■ **Requirements**
Pick out every line in the data below that contains the word "there" and copy those lines. Uppercase and lowercase letters count as different.

##### Available data

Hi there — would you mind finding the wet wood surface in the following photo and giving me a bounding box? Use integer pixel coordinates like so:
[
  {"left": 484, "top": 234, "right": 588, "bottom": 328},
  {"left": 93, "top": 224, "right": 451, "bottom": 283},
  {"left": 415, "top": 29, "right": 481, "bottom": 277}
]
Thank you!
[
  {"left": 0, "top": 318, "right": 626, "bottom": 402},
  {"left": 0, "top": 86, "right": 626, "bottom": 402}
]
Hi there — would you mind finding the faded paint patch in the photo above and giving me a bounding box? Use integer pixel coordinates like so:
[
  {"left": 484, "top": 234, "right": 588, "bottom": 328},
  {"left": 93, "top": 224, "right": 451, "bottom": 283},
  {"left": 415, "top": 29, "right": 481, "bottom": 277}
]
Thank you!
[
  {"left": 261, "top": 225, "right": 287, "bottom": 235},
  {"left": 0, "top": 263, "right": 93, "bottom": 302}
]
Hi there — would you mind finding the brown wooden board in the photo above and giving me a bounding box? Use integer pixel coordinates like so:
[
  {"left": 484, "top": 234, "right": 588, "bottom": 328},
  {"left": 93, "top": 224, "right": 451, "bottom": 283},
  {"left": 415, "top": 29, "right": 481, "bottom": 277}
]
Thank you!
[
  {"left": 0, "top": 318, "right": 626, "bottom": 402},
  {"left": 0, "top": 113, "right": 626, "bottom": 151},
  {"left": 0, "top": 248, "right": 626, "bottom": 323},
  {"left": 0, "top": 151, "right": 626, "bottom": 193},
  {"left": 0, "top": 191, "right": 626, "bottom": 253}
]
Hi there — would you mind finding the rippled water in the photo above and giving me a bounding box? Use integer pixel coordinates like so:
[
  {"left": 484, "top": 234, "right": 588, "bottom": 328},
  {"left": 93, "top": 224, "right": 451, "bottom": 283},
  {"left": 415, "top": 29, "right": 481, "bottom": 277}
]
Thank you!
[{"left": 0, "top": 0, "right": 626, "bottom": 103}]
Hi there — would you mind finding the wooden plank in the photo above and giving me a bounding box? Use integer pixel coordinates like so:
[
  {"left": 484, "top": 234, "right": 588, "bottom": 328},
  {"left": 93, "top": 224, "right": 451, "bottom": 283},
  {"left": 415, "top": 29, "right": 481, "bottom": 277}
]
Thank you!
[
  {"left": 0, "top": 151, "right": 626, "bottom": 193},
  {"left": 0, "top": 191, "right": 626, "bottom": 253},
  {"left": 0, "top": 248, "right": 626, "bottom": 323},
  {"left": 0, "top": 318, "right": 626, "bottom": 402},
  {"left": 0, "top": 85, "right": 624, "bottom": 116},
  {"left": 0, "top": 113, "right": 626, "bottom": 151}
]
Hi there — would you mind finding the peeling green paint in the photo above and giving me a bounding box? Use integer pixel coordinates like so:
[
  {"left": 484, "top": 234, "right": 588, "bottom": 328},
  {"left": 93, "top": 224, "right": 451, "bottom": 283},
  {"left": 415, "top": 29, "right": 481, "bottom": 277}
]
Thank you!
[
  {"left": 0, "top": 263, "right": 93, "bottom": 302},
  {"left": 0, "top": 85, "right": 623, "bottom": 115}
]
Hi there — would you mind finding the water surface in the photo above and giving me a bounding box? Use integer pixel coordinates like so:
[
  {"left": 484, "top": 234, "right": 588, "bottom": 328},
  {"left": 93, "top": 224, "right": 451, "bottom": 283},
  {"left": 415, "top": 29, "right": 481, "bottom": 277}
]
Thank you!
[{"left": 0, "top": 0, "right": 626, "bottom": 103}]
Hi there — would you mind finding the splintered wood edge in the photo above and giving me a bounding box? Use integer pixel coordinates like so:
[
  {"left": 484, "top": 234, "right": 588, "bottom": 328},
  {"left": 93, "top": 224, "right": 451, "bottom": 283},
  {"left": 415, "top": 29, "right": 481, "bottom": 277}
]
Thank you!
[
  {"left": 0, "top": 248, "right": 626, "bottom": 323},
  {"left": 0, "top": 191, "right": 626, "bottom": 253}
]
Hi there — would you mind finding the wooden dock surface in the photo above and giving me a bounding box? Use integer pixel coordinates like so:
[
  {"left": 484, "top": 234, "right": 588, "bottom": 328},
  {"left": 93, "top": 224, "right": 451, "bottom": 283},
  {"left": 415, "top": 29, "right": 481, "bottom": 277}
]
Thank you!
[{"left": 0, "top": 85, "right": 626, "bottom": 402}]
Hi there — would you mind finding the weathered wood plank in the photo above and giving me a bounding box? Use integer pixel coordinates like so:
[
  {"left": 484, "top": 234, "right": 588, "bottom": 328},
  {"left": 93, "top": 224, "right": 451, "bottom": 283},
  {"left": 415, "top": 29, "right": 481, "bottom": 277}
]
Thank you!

##########

■ **Final result**
Hi there — would you mind finding the wet wood surface in the following photo and giving me a bounding box? Use integer pixel coordinates like so:
Hi there — would you mind finding the faded paint patch in the photo above and giving me a bounding box? Use integer pixel coordinates like so:
Hi there — would you mind finding the brown wooden board in the photo above and giving me a bounding box? Use integer pixel coordinates like so:
Hi there — would you mind finding the rippled water in the photo above and giving me a bounding box? Use integer pixel coordinates like so:
Hi there — would you mind finding the wooden plank in the photo above and giving me a bounding box? Use integer pixel coordinates like so:
Hi there — would you mind finding the peeling green paint in the photo above and giving me a bounding box? Use integer pixel coordinates like so:
Hi there — would you mind finding the water surface in the photo above and giving me a bounding box? Use integer pixel coordinates like so:
Hi there — would you mind finding the splintered wood edge in the photo above and giving me a bounding box? Use integer pixel coordinates like so:
Hi there — would you mind finding the wooden dock surface in the photo above and giving me a bounding box? Use integer pixel coordinates like so:
Hi there — would you mind finding the weathered wood plank in the photo above and giving me a bounding box? Use integer pixel coordinates like so:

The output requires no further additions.